**Excerpt**
United States District Court, E.D. Virginia, Norfolk Division
Feb 8, 2010
Criminal No. 2:09cr149 (E.D. Va. Feb. 8, 2010)

Opinion

Criminal No. 2:09cr149.

February 8, 2010


MEMORANDUM OPINION AND ORDER


This matter is before the court on defendant's motion to suppress evidence discovered during a search of his vehicle and motion to suppress statements that defendant purportedly made to police after his arrest. The defendant, through counsel, argues that the police lacked reasonable suspicion to initiate a traffic stop on the date of his arrest, lacked sufficient justification to search his vehicle after such stop, that defendant's drug use rendered him incapable of knowingly waiving his Miranda rights, and that defendant did not affirmatively waive his Miranda rights before being interrogated by police.

On February 3, 2010, the court held a hearing on defendant's motions and, after hearing the evidence, permitted counsel additional time to submit supplemental briefing. Having received such briefs, based upon the totality of the circumstances, the credibility of the witnesses, and the arguments of counsel, the court finds as follows: (1) the initial vehicle stop was supported by reasonable suspicion; (2) the search of defendant's vehicle was supported by probable cause, or in the alternative, was a valid inventory search; (3) that no evidence was introduced to support defendant's claim that he used drugs on the date of his arrest or that such drug use rendered him incapable of waiving his Miranda rights; and (4) that defendant expressly acknowledged that he understood his Miranda rights and impliedly waived those rights by responding to police questioning. Accordingly, defendant's motions to suppress are DENIED.

I. Factual Background

On July 13, 2009, around 8:30 p.m., Officer T.L. Williams of the Norfolk Police department was driving in his patrol car when he received a transmission from police dispatch requesting him to respond to basketball courts located near the 2300 block of Ballentine Boulevard in Norfolk, Virginia. Officer T.L. Williams was told via radio that a "a concerned citizen" had provided a tip indicating that defendant Robert Lee Williams was at the basketball courts and that there were warrants out for his arrest. The "concerned citizen," who remained anonymous, indicated that Robert Williams was an African American male and that he was wearing a white T-shirt, khaki pants, and that he drove a black SUV.

Officer T.L. Williams immediately verified that Robert Lee Williams did in fact have outstanding arrest warrants and the officer was able to access a picture of Robert Lee Williams, an African American male, on the computer in his patrol car. As Officer Williams approached the basketball courts, he saw an African American male wearing the same clothes as reported by the anonymous tipster walking toward a black Chevy Tahoe SUV. Officer T.L. Williams compared the picture of Robert Lee Williams with the individual walking toward the Tahoe and confirmed that he had located Robert Lee Williams. Officer T.L. Williams acknowledges that it was just starting to get dark out when he identified the defendant, that he never stopped his police car while looking at the suspect, and that he was approximately 20-25 yards from the suspect. However, Officer T.L. Williams testified that there was nothing obstructing his view, that he was only moving three to four miles-per-hour in his car, and that he was able to confirm a match between the suspect and the picture.

Officer T.L. Williams did not approach Robert Williams at the basketball courts because: (1) he was alone in his patrol car; (2) there were numerous other individuals in the area; and (3) the report he had received from dispatch suggested that Robert Lee Williams may be armed. Officer Williams therefore radioed for backup and passed by the basketball courts without stopping. Officer Williams made a U-turn and when he passed by the courts for a second time the defendant had already entered his vehicle and started driving away.

**What to produce**
Retype the stretch of the memorandum opinion from "MEMORANDUM OPINION AND" through "interrogated by police.".

**Supplied data**
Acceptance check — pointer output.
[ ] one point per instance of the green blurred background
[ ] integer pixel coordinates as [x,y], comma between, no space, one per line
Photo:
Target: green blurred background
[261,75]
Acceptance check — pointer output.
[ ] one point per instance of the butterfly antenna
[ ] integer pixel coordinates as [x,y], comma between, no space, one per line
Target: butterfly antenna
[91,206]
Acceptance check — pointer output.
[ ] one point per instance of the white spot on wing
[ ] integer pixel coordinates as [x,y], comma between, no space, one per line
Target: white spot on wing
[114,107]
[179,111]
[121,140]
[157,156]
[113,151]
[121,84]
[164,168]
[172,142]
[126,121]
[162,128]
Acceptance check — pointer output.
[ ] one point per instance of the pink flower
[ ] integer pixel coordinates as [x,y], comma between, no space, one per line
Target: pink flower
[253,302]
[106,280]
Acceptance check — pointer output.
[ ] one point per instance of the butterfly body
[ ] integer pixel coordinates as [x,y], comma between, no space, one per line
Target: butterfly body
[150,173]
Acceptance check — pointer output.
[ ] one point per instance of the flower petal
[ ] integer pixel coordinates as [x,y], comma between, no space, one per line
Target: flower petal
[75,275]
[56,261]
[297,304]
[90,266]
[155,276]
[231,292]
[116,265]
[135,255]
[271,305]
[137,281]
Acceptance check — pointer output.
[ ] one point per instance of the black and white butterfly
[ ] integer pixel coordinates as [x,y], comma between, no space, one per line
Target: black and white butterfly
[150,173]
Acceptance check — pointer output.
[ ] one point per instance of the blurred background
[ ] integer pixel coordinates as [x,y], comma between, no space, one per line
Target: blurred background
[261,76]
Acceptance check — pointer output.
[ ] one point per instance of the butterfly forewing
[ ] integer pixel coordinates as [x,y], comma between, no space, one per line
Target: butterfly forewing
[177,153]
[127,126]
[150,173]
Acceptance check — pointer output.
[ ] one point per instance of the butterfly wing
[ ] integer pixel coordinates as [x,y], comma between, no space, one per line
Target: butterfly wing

**Response to this task**
MEMORANDUM OPINION AND ORDER


This matter is before the court on defendant's motion to suppress evidence discovered during a search of his vehicle and motion to suppress statements that defendant purportedly made to police after his arrest. The defendant, through counsel, argues that the police lacked reasonable suspicion to initiate a traffic stop on the date of his arrest, lacked sufficient justification to search his vehicle after such stop, that defendant's drug use rendered him incapable of knowingly waiving his Miranda rights, and that defendant did not affirmatively waive his Miranda rights before being interrogated by police.